Task instructions =>
Reproduce the material below from the line with "Task: point to every instance of the tree bark." through the end, keeping every line, including the requests. Scale each x and y coordinate in the answers by 0.55 and round it to a whole number, with halves going up, but leave the numbers in the requests and their sample formats unchanged.

[BEGIN]

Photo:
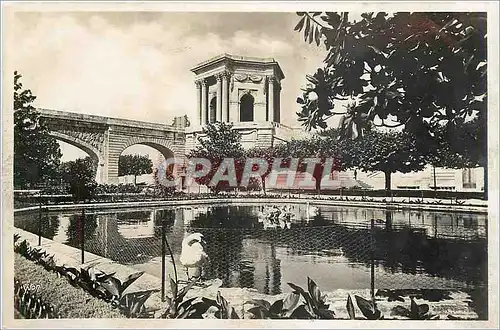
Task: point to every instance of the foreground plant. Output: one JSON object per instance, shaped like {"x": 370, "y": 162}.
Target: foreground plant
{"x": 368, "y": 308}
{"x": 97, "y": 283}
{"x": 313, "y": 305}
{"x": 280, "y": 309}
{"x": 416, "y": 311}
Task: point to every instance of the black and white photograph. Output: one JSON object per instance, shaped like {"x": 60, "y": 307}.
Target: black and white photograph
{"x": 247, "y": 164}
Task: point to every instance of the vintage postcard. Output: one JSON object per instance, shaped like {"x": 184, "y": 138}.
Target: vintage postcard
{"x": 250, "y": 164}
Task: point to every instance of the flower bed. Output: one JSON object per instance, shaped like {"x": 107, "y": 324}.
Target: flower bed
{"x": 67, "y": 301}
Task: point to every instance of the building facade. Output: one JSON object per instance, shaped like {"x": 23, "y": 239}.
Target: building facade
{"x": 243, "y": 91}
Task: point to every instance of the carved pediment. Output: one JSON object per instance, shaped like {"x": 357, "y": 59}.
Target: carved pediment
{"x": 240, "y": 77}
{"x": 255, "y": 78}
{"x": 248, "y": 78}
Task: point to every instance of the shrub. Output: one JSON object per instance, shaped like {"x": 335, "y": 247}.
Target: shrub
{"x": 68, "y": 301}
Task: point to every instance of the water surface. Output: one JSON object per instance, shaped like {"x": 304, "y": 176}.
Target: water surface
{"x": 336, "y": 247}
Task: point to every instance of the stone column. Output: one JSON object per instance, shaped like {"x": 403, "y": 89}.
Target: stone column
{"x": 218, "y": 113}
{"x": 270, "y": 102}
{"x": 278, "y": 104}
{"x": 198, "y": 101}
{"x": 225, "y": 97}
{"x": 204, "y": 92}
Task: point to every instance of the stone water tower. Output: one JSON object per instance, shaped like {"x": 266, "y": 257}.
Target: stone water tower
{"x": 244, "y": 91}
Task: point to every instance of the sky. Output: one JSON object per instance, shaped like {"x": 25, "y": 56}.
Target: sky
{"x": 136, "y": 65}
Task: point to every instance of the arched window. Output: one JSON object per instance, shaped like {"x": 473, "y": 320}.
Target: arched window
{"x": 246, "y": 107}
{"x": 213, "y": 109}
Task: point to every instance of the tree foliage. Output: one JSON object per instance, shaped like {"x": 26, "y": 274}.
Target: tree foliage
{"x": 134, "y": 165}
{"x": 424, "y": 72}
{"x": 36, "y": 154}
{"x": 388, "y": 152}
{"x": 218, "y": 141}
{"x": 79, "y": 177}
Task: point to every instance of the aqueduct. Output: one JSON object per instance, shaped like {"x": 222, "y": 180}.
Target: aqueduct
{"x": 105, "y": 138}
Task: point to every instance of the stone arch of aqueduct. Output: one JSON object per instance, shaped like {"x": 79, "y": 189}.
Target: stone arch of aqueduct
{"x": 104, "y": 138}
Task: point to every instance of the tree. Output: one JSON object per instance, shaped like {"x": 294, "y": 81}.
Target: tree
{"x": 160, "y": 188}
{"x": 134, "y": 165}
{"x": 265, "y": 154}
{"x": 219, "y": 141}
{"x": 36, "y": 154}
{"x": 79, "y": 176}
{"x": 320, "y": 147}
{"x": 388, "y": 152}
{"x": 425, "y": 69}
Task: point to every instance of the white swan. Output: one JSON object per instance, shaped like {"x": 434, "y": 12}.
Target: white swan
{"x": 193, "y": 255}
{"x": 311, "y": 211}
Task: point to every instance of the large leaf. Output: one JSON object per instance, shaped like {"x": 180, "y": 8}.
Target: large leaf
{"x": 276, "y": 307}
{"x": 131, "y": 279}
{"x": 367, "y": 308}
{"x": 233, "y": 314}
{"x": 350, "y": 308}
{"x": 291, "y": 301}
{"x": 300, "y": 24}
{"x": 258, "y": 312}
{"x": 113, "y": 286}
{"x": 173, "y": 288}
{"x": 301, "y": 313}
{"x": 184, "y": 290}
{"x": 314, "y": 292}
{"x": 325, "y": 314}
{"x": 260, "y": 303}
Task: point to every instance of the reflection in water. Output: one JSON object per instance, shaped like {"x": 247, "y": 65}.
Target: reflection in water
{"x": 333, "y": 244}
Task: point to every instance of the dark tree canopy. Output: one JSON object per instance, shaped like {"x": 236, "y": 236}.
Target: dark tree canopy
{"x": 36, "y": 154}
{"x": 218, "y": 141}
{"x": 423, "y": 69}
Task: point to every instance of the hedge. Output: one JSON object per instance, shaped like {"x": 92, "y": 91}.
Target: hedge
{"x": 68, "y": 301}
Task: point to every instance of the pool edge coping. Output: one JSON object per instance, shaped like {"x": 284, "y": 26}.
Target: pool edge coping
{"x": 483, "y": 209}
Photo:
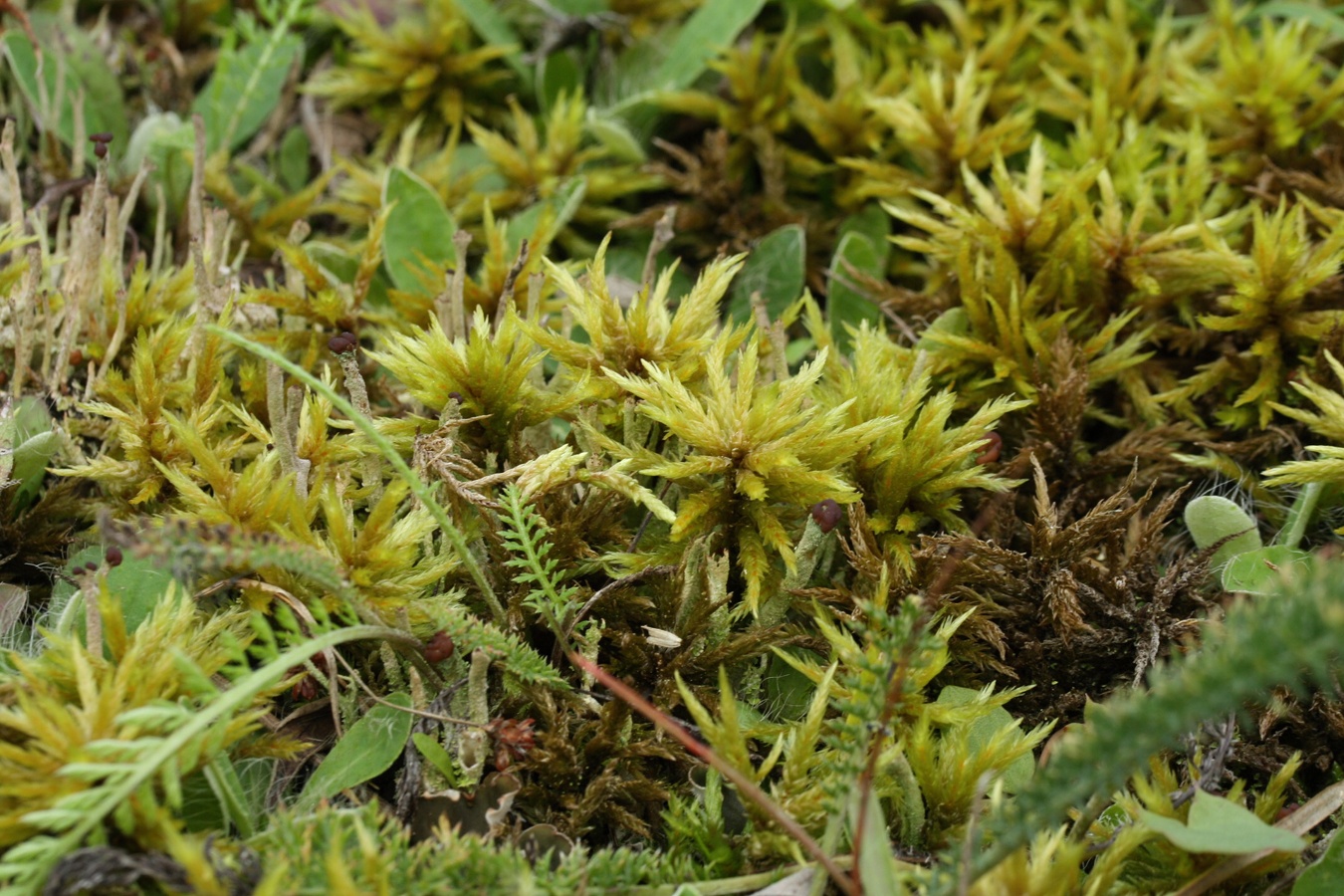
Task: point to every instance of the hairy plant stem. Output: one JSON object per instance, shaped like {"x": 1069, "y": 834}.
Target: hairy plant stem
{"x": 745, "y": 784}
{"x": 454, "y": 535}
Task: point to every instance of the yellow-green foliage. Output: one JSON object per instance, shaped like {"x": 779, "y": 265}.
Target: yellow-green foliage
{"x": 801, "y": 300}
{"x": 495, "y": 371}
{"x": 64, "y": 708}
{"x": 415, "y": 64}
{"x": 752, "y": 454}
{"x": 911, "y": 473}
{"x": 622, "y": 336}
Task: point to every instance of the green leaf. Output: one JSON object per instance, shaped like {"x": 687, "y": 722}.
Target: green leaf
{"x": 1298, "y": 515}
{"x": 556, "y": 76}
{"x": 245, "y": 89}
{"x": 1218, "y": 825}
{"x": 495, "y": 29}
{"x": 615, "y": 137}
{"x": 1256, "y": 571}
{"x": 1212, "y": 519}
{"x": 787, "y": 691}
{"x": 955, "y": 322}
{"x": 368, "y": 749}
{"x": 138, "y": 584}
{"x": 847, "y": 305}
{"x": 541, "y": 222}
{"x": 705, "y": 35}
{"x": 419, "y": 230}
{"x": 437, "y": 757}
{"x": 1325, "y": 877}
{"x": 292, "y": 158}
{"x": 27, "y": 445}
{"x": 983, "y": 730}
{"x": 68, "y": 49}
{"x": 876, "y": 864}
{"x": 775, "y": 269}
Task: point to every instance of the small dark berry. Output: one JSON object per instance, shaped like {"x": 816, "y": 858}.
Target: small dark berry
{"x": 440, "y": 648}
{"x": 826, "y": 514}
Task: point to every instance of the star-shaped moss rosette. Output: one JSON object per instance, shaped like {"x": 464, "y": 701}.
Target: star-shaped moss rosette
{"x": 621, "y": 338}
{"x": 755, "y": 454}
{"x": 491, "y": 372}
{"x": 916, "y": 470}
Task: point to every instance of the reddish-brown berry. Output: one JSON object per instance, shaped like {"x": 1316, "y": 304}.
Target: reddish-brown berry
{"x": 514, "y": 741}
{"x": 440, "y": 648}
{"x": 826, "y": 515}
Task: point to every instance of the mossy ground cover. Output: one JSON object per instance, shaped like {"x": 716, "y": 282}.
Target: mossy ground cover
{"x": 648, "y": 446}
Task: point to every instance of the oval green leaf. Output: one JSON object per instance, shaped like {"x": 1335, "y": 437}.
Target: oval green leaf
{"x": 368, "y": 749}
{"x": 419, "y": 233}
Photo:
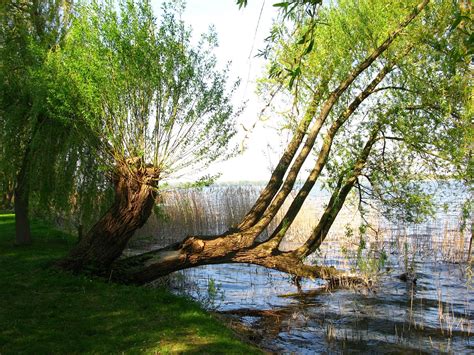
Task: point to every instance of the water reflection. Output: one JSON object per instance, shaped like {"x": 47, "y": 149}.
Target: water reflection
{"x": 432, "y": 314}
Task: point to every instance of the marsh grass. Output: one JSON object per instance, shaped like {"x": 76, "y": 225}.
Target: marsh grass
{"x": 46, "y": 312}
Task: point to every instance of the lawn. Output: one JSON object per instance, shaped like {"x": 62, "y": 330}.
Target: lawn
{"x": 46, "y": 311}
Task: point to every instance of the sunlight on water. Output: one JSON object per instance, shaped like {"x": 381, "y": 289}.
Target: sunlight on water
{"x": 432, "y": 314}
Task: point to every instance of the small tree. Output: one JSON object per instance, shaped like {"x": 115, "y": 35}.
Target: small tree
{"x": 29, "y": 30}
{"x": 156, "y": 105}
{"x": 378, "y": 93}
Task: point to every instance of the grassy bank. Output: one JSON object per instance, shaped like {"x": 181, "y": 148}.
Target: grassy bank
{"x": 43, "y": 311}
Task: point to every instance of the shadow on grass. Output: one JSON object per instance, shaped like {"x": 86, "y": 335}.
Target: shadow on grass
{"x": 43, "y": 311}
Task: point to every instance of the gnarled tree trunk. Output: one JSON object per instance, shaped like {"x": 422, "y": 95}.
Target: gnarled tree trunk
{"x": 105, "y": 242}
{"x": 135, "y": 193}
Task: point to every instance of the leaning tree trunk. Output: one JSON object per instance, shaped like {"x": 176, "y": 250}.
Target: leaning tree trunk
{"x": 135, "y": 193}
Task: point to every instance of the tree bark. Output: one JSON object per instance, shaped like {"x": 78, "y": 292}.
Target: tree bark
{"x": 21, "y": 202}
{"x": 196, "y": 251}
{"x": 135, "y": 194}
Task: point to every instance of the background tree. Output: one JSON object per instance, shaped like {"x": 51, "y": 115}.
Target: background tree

[END]

Reply =>
Task: point to every instance of the tree bark. Output: one JSON object per instance, shaped like {"x": 78, "y": 292}.
Target: tree bark
{"x": 12, "y": 111}
{"x": 108, "y": 138}
{"x": 74, "y": 107}
Task: point to every instance of the background tree. Output: one JSON object per instance, shaped like {"x": 51, "y": 115}.
Target: background tree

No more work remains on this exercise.